Record set |
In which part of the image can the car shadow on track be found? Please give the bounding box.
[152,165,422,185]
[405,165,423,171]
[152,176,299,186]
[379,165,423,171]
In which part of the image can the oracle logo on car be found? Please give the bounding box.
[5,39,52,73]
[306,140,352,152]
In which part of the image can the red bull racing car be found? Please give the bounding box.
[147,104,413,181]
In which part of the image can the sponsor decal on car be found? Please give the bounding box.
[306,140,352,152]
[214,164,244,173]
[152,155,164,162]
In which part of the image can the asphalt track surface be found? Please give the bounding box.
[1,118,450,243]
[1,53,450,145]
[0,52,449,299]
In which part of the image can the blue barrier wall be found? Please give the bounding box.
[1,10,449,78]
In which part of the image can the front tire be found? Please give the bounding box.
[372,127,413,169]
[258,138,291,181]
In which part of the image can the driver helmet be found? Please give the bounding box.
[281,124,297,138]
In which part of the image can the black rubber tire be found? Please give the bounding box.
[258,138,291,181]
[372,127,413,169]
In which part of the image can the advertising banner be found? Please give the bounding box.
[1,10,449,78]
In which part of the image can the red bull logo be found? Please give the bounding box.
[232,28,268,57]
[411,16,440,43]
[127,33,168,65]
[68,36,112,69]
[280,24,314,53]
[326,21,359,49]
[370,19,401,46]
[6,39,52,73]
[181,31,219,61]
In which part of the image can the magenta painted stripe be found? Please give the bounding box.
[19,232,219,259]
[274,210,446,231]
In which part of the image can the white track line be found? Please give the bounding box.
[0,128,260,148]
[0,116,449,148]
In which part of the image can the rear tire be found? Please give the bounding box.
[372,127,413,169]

Task | Write each entry out again, exactly as it reads above.

Solution for this task |
In which part of the image can the car shadow on track be found? Please give the bounding box.
[152,165,422,185]
[405,165,423,171]
[152,176,299,186]
[379,165,423,171]
In which part of the image can the oracle logo on car be found? Please give the bounding box.
[5,39,52,73]
[306,140,352,152]
In which part of the image can the red bull racing car be found? Please give the bounding box.
[147,104,413,181]
In which part of the image can the sponsor decal on car be found? Please give the bounding box.
[306,140,352,152]
[214,164,244,173]
[152,155,164,162]
In which part of the image can the asphalt track surface be found? Please give the bounding box.
[1,118,450,243]
[1,53,450,145]
[0,52,449,299]
In which part of the image can the blue barrier wall be found? Please give the bounding box.
[1,10,449,78]
In which part of the image can the front tire be found? Please give the bounding box.
[372,127,413,169]
[258,138,291,181]
In which part of the image can the driver helmet be found? Please give the bounding box.
[281,124,297,138]
In which part of the image can the black rubber tire be found? Please give the bounding box.
[258,138,291,181]
[372,127,413,169]
In which part of the image can the advertising banner be found? Please give the bounding box.
[1,10,449,78]
In which part of the image can the red bull logo be found? Please give the bounding box.
[232,28,268,57]
[411,16,440,43]
[127,33,168,65]
[68,36,112,69]
[280,24,314,53]
[326,21,359,49]
[370,19,401,46]
[6,39,52,73]
[181,31,219,61]
In which part of the image can the magenta painted stripe be found? Please give the bounding box.
[19,232,219,259]
[274,210,446,231]
In which part of the image can the white track line be found? Please give the bounding box.
[0,128,260,148]
[0,116,449,148]
In which part of the image can the rear tire be found? Please give the bounding box.
[372,127,413,169]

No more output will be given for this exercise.